Identify every line in the items below that contains the string "green", and copy each such line.

(Image bounding-box annotation records)
— Start —

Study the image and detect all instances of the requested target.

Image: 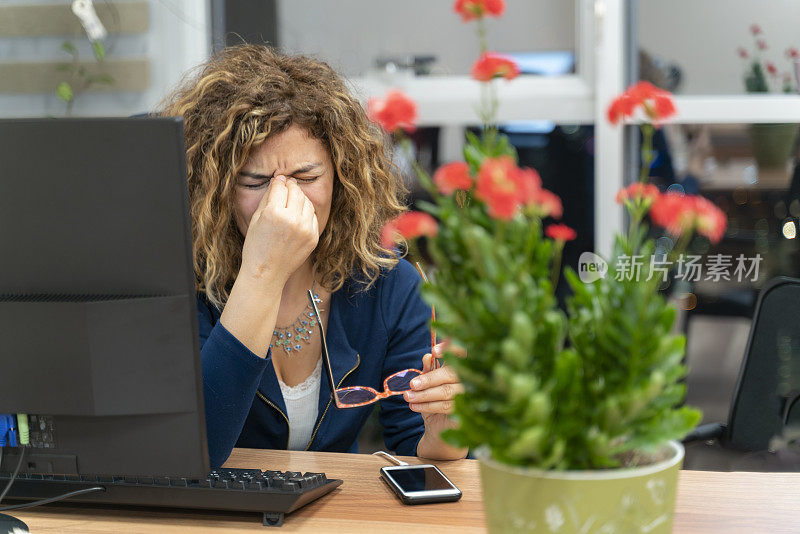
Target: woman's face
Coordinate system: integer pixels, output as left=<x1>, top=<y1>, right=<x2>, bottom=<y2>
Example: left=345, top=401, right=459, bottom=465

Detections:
left=236, top=125, right=334, bottom=236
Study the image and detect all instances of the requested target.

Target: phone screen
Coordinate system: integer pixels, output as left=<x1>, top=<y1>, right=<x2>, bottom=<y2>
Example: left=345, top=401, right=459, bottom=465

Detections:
left=388, top=466, right=454, bottom=493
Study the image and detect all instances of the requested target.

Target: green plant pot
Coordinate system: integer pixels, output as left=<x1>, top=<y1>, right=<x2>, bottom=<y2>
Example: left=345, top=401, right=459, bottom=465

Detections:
left=750, top=124, right=798, bottom=169
left=475, top=441, right=683, bottom=534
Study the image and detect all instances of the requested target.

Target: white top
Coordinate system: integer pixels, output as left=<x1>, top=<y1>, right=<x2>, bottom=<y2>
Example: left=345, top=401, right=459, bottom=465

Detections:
left=278, top=358, right=322, bottom=451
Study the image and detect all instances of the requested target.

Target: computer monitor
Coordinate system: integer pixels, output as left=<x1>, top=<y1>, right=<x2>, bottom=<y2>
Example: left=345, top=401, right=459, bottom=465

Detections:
left=0, top=118, right=209, bottom=477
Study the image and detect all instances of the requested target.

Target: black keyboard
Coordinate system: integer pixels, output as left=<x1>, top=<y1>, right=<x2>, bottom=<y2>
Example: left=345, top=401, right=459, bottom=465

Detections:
left=0, top=469, right=342, bottom=526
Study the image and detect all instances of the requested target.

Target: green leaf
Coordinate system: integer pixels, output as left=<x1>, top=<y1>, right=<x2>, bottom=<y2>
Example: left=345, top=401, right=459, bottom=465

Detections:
left=56, top=82, right=75, bottom=103
left=92, top=41, right=106, bottom=61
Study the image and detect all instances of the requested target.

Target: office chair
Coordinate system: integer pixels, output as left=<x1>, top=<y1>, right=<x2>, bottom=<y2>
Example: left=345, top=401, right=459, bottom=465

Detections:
left=684, top=277, right=800, bottom=462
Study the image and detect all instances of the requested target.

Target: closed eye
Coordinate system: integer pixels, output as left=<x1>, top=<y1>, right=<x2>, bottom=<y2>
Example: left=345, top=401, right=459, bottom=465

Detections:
left=240, top=176, right=319, bottom=189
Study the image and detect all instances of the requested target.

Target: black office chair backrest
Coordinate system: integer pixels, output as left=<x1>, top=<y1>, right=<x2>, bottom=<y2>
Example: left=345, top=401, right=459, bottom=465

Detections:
left=725, top=277, right=800, bottom=451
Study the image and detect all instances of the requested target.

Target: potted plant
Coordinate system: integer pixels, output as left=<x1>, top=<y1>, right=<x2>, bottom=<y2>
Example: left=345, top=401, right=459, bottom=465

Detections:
left=737, top=24, right=800, bottom=169
left=372, top=1, right=725, bottom=532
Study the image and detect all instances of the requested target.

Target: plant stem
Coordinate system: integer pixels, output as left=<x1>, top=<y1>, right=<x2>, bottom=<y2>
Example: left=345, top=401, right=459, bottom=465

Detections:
left=639, top=123, right=655, bottom=184
left=550, top=240, right=564, bottom=294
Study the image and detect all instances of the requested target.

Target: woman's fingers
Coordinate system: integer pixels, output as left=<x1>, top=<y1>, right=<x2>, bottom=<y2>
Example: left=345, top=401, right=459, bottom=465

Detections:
left=403, top=382, right=464, bottom=404
left=411, top=366, right=458, bottom=391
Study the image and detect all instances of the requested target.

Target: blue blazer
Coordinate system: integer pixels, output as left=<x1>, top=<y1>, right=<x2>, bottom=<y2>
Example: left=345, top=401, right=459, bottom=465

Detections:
left=197, top=259, right=430, bottom=467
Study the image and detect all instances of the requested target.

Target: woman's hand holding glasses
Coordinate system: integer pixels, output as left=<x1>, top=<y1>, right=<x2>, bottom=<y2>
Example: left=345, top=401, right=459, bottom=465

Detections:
left=403, top=341, right=467, bottom=460
left=403, top=341, right=464, bottom=416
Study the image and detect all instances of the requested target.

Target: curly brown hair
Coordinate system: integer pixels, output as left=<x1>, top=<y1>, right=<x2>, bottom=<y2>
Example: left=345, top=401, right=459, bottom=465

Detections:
left=158, top=44, right=406, bottom=309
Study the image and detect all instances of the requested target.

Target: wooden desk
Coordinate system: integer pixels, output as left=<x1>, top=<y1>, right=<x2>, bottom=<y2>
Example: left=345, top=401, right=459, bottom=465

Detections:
left=12, top=449, right=800, bottom=534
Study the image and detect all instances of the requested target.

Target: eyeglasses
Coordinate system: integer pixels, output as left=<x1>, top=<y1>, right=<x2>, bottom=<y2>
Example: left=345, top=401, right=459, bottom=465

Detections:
left=308, top=290, right=422, bottom=408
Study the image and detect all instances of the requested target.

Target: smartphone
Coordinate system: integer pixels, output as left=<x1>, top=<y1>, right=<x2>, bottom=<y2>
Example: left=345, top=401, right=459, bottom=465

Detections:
left=381, top=465, right=461, bottom=504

— End —

*Solution below*:
Target: green plant pot
Target: green leaf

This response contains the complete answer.